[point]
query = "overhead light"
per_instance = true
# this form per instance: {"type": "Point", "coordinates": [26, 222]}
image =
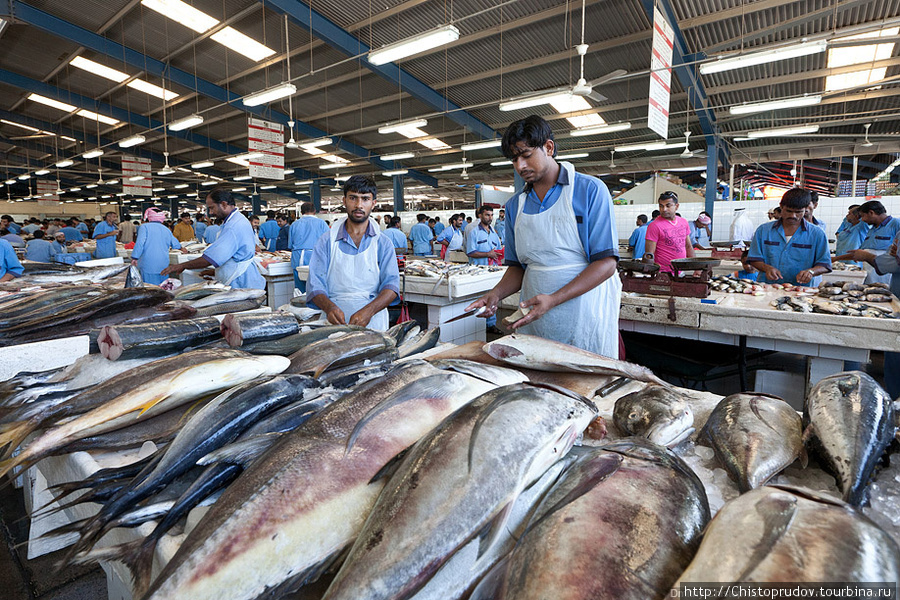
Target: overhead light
{"type": "Point", "coordinates": [782, 131]}
{"type": "Point", "coordinates": [481, 145]}
{"type": "Point", "coordinates": [396, 127]}
{"type": "Point", "coordinates": [87, 114]}
{"type": "Point", "coordinates": [235, 40]}
{"type": "Point", "coordinates": [51, 102]}
{"type": "Point", "coordinates": [98, 69]}
{"type": "Point", "coordinates": [270, 94]}
{"type": "Point", "coordinates": [600, 129]}
{"type": "Point", "coordinates": [746, 109]}
{"type": "Point", "coordinates": [760, 58]}
{"type": "Point", "coordinates": [414, 45]}
{"type": "Point", "coordinates": [397, 156]}
{"type": "Point", "coordinates": [182, 13]}
{"type": "Point", "coordinates": [132, 141]}
{"type": "Point", "coordinates": [529, 100]}
{"type": "Point", "coordinates": [462, 165]}
{"type": "Point", "coordinates": [185, 123]}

WHAT THE EXERCISE ASKS: Rewrite every line of the entries above, requests included, scaling each point coordinate in the answers by 0.35 and rounding to the nearest whole number, with halves rounding up. Keep the requests and their format samples unchanged, and omit the pictures.

OUTPUT FOR THIS TASK:
[point]
query = "overhead light"
per_instance = true
# this form per instance: {"type": "Point", "coordinates": [26, 222]}
image =
Target: overhead light
{"type": "Point", "coordinates": [274, 46]}
{"type": "Point", "coordinates": [168, 51]}
{"type": "Point", "coordinates": [139, 44]}
{"type": "Point", "coordinates": [30, 40]}
{"type": "Point", "coordinates": [82, 14]}
{"type": "Point", "coordinates": [18, 36]}
{"type": "Point", "coordinates": [34, 24]}
{"type": "Point", "coordinates": [95, 33]}
{"type": "Point", "coordinates": [210, 45]}
{"type": "Point", "coordinates": [261, 38]}
{"type": "Point", "coordinates": [266, 20]}
{"type": "Point", "coordinates": [145, 16]}
{"type": "Point", "coordinates": [139, 55]}
{"type": "Point", "coordinates": [64, 5]}
{"type": "Point", "coordinates": [46, 49]}
{"type": "Point", "coordinates": [185, 35]}
{"type": "Point", "coordinates": [162, 58]}
{"type": "Point", "coordinates": [65, 43]}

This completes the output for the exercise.